> Problem statement
Your task is to give the entries back exactly, leaving nothing out.

(Exercise data Opens)

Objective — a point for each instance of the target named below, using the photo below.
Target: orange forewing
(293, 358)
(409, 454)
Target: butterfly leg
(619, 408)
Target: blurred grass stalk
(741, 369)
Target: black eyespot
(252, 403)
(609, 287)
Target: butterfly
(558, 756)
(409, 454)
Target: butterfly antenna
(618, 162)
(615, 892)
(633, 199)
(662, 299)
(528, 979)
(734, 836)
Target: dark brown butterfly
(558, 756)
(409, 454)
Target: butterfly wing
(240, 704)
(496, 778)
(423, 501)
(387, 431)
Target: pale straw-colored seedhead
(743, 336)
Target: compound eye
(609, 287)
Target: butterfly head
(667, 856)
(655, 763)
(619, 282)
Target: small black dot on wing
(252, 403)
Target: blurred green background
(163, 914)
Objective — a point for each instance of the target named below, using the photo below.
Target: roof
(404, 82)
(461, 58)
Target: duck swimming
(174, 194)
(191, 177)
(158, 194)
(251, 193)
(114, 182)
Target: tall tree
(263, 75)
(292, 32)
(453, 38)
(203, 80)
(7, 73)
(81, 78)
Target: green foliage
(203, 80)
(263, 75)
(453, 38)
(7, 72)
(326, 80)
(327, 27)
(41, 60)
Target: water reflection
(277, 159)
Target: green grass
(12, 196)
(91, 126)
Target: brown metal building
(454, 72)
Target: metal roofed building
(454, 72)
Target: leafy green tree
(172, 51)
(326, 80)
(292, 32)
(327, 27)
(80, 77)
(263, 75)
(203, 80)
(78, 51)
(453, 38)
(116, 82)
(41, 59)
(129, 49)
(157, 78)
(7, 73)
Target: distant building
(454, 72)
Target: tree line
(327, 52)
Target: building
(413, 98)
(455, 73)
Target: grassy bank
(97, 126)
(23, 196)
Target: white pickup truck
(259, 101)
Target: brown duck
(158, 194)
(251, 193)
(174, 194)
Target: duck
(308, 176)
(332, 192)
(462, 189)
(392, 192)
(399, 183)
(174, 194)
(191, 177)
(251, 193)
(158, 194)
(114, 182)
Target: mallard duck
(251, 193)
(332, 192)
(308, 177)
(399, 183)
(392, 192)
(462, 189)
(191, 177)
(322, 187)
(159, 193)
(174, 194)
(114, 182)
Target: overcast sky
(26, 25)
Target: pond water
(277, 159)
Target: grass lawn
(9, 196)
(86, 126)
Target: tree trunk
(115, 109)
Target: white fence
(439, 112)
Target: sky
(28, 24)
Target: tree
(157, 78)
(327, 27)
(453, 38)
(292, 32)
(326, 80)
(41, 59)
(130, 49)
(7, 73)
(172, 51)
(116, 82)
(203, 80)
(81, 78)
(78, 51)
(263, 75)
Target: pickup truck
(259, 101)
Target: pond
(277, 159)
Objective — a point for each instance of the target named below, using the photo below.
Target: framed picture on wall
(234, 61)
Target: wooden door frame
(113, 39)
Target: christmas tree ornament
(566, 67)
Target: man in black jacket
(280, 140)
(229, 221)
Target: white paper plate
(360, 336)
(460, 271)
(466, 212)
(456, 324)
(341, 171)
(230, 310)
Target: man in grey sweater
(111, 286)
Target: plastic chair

(Exercise data Closes)

> Exercise result
Objective — a point for each instance of the target named below, using the photo below.
Target: orange forewing
(293, 358)
(409, 454)
Target: butterfly leg
(619, 408)
Target: blurred grass stalk
(741, 369)
Target: black eyespot
(252, 403)
(609, 287)
Target: butterfly
(558, 756)
(409, 454)
Target: butterfly antenna
(618, 162)
(615, 892)
(633, 199)
(662, 299)
(528, 979)
(734, 836)
Target: dark brown butterfly
(558, 756)
(409, 454)
Target: butterfly wing
(240, 704)
(496, 778)
(423, 501)
(387, 431)
Target: pale straw-colored seedhead
(743, 336)
Target: compound eye
(609, 287)
Target: butterfly head
(667, 856)
(655, 763)
(619, 282)
Target: small black dot on wing
(252, 403)
Target: blurred green background
(163, 914)
Objective — a point for each instance of the target named below, using the photo below.
Target: roof
(404, 82)
(461, 58)
Target: duck swimming
(174, 194)
(191, 177)
(158, 194)
(251, 193)
(114, 182)
Target: tall tree
(263, 75)
(292, 32)
(453, 38)
(203, 80)
(7, 73)
(81, 78)
Target: green foliage
(203, 80)
(263, 75)
(453, 38)
(7, 72)
(326, 80)
(327, 27)
(41, 60)
Target: water reflection
(277, 159)
Target: green grass
(12, 196)
(91, 126)
Target: brown metal building
(454, 72)
Target: metal roofed building
(454, 72)
Target: leafy green tree
(172, 51)
(326, 80)
(292, 32)
(327, 27)
(80, 77)
(263, 75)
(203, 80)
(78, 51)
(453, 38)
(116, 82)
(41, 59)
(129, 49)
(157, 78)
(7, 73)
Target: distant building
(454, 72)
Target: tree line
(327, 52)
Target: building
(413, 98)
(455, 73)
Target: grassy bank
(97, 126)
(23, 196)
Target: white pickup truck
(259, 101)
Target: brown duck
(158, 194)
(251, 193)
(174, 194)
Target: duck
(308, 176)
(332, 192)
(462, 189)
(392, 192)
(399, 183)
(174, 194)
(191, 177)
(251, 193)
(158, 194)
(114, 182)
Target: mallard duck
(251, 193)
(332, 192)
(308, 177)
(399, 183)
(392, 192)
(462, 189)
(191, 177)
(322, 187)
(159, 193)
(174, 194)
(114, 182)
Target: overcast sky
(26, 25)
Target: pond water
(277, 159)
Target: grass lawn
(9, 196)
(86, 126)
Target: tree trunk
(115, 109)
Target: white fence
(439, 112)
Target: sky
(28, 24)
Target: tree
(157, 78)
(327, 27)
(453, 38)
(292, 32)
(326, 80)
(41, 59)
(130, 49)
(7, 73)
(172, 51)
(116, 82)
(203, 80)
(81, 78)
(78, 51)
(263, 75)
Target: pickup truck
(259, 101)
Target: pond
(277, 159)
Objective — a point for each instance of the target named below, using the photo below.
Target: framed picture on wall
(234, 61)
Target: wooden door frame
(113, 39)
Target: christmas tree ornament
(566, 67)
Target: man in black jacket
(280, 140)
(229, 221)
Target: white paper plate
(360, 336)
(460, 271)
(466, 212)
(456, 324)
(341, 171)
(230, 310)
Target: man in grey sweater
(111, 286)
Target: plastic chair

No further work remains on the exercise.